(Saved entries)
= = = = = = =

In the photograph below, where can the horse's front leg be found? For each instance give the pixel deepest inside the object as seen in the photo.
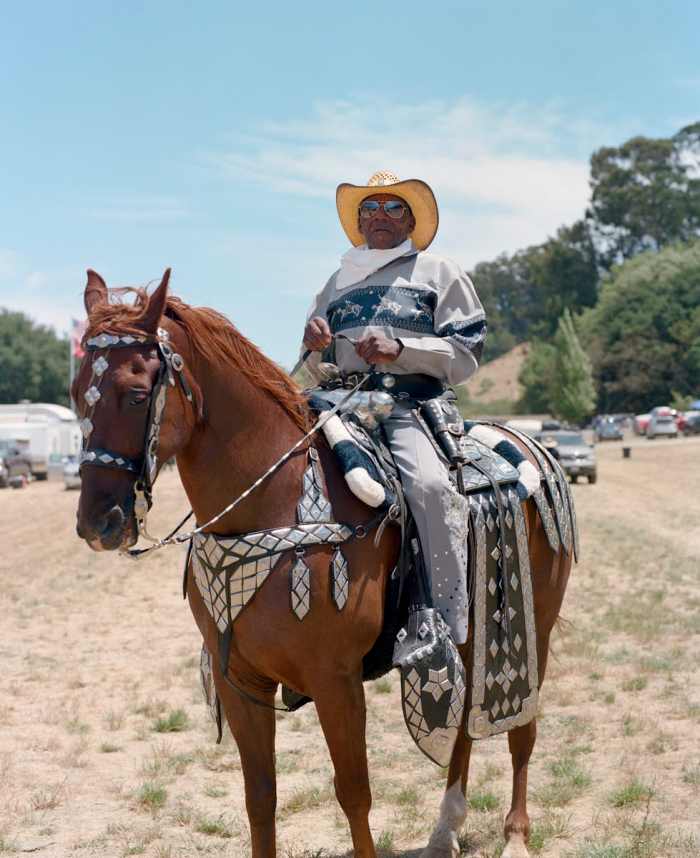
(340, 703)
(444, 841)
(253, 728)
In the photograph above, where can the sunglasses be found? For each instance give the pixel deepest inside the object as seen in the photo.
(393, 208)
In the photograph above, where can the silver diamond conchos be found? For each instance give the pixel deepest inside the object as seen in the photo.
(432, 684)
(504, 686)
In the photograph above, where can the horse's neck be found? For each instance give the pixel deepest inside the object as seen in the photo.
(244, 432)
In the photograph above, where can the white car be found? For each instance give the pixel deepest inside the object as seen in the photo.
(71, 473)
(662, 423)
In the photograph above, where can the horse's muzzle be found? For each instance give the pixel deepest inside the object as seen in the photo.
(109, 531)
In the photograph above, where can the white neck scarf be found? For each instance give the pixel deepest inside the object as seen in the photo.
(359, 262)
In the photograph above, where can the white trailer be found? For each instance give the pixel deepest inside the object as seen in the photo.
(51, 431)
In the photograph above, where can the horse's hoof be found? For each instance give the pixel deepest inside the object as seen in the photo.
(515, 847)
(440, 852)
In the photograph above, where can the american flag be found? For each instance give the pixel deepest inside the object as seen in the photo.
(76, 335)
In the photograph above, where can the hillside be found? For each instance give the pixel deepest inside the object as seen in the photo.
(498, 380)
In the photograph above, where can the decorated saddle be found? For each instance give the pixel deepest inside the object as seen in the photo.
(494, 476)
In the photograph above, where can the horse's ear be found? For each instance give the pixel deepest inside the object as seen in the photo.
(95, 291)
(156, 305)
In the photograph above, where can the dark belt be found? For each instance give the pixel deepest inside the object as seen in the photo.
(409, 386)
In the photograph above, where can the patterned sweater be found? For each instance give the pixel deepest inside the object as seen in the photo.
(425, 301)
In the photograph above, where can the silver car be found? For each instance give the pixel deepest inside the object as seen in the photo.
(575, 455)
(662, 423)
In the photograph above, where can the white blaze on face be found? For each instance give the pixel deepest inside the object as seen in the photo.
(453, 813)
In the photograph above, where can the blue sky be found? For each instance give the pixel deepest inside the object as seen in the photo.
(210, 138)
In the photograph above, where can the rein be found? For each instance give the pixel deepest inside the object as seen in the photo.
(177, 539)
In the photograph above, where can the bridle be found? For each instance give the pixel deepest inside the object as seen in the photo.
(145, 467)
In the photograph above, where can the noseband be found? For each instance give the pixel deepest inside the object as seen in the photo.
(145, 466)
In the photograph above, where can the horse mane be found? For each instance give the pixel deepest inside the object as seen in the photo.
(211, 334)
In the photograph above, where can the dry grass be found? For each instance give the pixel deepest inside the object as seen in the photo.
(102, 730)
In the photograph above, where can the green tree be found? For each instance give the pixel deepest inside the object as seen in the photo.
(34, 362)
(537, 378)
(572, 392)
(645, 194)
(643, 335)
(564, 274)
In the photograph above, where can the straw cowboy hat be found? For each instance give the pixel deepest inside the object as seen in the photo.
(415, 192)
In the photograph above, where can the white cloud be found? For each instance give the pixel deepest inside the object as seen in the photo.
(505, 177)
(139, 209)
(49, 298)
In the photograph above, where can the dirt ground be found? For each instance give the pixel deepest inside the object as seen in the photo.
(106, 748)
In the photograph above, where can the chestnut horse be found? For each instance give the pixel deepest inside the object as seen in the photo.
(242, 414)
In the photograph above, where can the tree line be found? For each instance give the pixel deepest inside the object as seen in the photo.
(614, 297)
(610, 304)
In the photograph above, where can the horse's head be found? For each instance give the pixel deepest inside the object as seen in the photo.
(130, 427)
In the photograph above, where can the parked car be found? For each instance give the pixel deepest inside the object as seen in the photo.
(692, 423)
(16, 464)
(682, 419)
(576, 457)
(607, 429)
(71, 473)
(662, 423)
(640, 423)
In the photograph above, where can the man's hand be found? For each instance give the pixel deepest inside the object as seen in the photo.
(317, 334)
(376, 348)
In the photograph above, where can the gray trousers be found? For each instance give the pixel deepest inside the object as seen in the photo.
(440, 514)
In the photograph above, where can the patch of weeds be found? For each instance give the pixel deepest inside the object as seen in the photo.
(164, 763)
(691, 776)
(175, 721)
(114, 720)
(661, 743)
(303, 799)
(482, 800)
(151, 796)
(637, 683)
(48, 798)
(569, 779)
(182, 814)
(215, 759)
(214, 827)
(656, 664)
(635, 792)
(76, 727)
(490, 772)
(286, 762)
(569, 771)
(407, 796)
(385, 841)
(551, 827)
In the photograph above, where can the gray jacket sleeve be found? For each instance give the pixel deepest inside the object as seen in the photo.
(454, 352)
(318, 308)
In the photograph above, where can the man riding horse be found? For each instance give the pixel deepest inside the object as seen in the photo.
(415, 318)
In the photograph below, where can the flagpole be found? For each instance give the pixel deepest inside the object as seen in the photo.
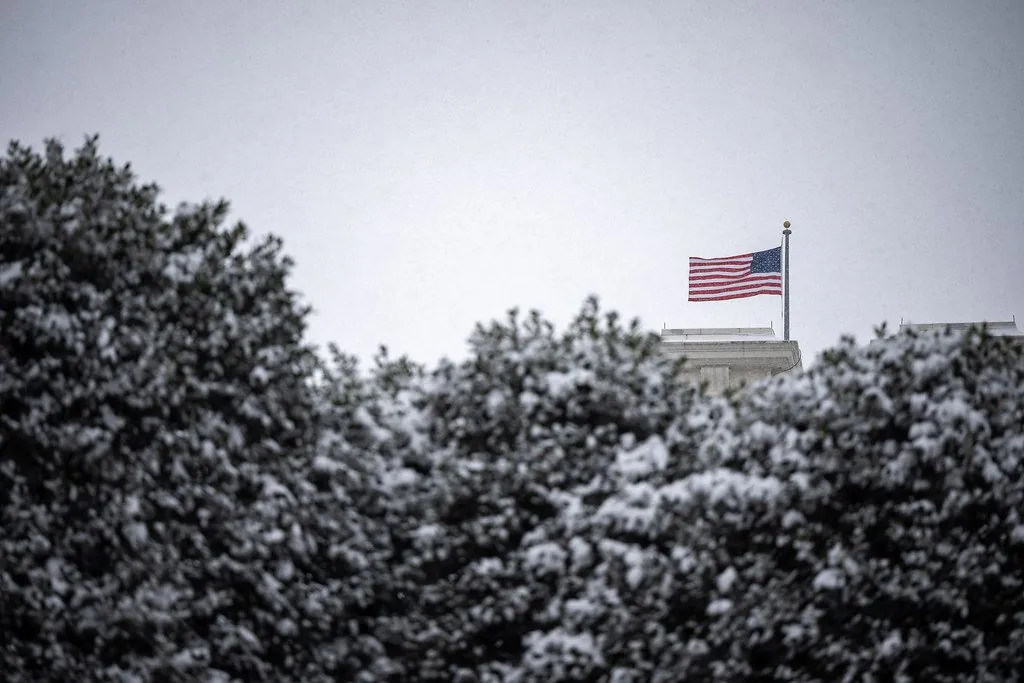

= = = = = = =

Exercise prompt ▸
A word-for-word copy of the records above is needed, pictures excluded.

Written solution ▸
In the photograph below, where can the horse's front leg be found? For each instance give the pixel deepest inside the object as seen in the photo.
(340, 703)
(444, 841)
(253, 728)
In the photograph above, where can the sunglasses be found? For each instance give the pixel deepest inside the object as seen in the photo.
(393, 208)
In the photograph above, where can the silver diamond conchos be found? For each instance give the pixel deepest inside the object as seen in the photo.
(432, 684)
(504, 686)
In the photograph above, where can the horse's neck be found? For each instance give the pixel deepest inside the object as seen in the photo.
(244, 432)
In the photograph above, where can the white car be found? For each instance give the pixel deepest inside the object as seen in the photo.
(71, 473)
(662, 423)
In the photograph above, where can the horse's muzzle be found? For each instance give the pixel deepest inside the object as seen in the photo.
(109, 531)
In the photograph above, where can the white neck scarf be found? For each instance give the pixel deepest inside the object as seen in the photo.
(359, 262)
In the photograph above, where can the white trailer be found? For each instance give the pixel deepest inside the object as seen in the photo.
(51, 431)
In the photograph above, where can the horse's hoof be found? For each instance give the pixel deepest inside the object as seen in the photo.
(515, 847)
(440, 852)
In the photograph above, where can the american flag be found? For each instance give the pixel deepest inside the object as seen in the photo.
(76, 335)
In the photograph above, where can the hillside be found? For each instance give the pixel deepest inside the object as seen in the photo.
(498, 380)
In the photograph above, where can the decorated saddle be found? For each instance give the pixel deepest inside the object as seen in the photo.
(494, 476)
In the photograph above, where can the horse's ear be found? For each instance give the pixel deepest inside the object as seen in the photo.
(95, 291)
(156, 305)
In the photograph above, where can the dark belt be found? For each instance give the pixel deepest inside the object as seen in the photo.
(409, 386)
In the photograph above, where can the patterned sweater be found? For each instance give the pixel deepest inside the object as seen in the photo.
(425, 301)
In the photograph above, where can the silver car be found? For each instance give the pixel deepest inside the object as seen in the photo.
(575, 455)
(662, 423)
In the photograph above, where can the white blaze on face be found? For each instance give the pixel deepest inside the object as seen in the photo.
(453, 813)
In the photograph above, where can the blue sky be found? For each instance give the pixel deepest inside the object as seen in the photo.
(210, 138)
In the photograph above, where can the rein be found? For each instance give the pixel deepest inside the object as seen in the photo.
(177, 539)
In the photograph above, where can the bridle be found? For each instance give the pixel deepest inside the object as seen in the photo.
(145, 467)
In the photograph above, where can the noseband be found? For each instance give the pixel deepest inside the object as seen in the photo.
(145, 466)
In the photograph above, where can the horse mane be found? For each instance give the pixel deepest inside the object as seen in the photo.
(211, 334)
In the photograph above, where can the dry grass be found? For each instance give the pixel deepest inside the object as seen in the photo.
(102, 730)
In the photograph above, where can the green tree be found? For each instance give the pixel deepest inside the object as seen in the photo.
(34, 362)
(537, 378)
(572, 392)
(645, 194)
(643, 335)
(564, 274)
In the photograph above, where can the straw cowboy hat be found? For each instance give the pixel deepest inside the object as seen in the photo.
(415, 192)
In the photograph above, where can the white cloud be found? For each instance give the pixel deepest inside the object as seen in the photo.
(505, 177)
(139, 209)
(49, 298)
In the photograph above, where can the dirt ground be found? For each instance give the pixel deepest inside the object as seen in the photo.
(106, 748)
In the photograph above, where can the chestnut horse be found? For each instance give the pixel deepest inside the object as seen in the photo.
(242, 414)
In the photograph above, where can the tree line be found? For each instance give the pixel deepest inside the object as seen in the photo.
(614, 297)
(610, 304)
In the photograph above, where can the horse's head be found? For each instance give the pixel deepest inside the object as seen in the photo.
(130, 427)
In the photograph above, where can the parked car be found? For each instance give the pixel deepest inside the object as seen in the photo.
(692, 423)
(16, 464)
(682, 419)
(576, 457)
(607, 429)
(71, 473)
(662, 423)
(640, 423)
In the photograph above, where can the man's hand be found? For each instance give the pixel deepest inside the object as seen in the photo.
(317, 334)
(376, 348)
In the photograph above, where can the gray trousers be found? For each instance give the pixel deepest inside the object as seen in the photo.
(440, 514)
In the photograph above, where can the patch of weeds be found? For each instance give the pixel deepest inside the object as seen in the photo.
(164, 763)
(691, 776)
(175, 721)
(114, 720)
(661, 743)
(303, 799)
(482, 800)
(151, 796)
(637, 683)
(48, 798)
(569, 779)
(182, 814)
(215, 759)
(214, 827)
(656, 664)
(635, 792)
(76, 727)
(490, 772)
(286, 762)
(569, 771)
(407, 796)
(385, 841)
(551, 827)
In the photograph above, where can the gray jacket sleeve be found? For each instance give the pixel deepest inside the object as seen in the photo.
(454, 352)
(318, 308)
In the photograph above, where can the man riding horse be found? For each instance give the pixel deepest inside the object as seen in the photo.
(415, 318)
In the photograph below, where can the flagpole be found? For each instance give the pixel deepest inside the object as seen in the photo.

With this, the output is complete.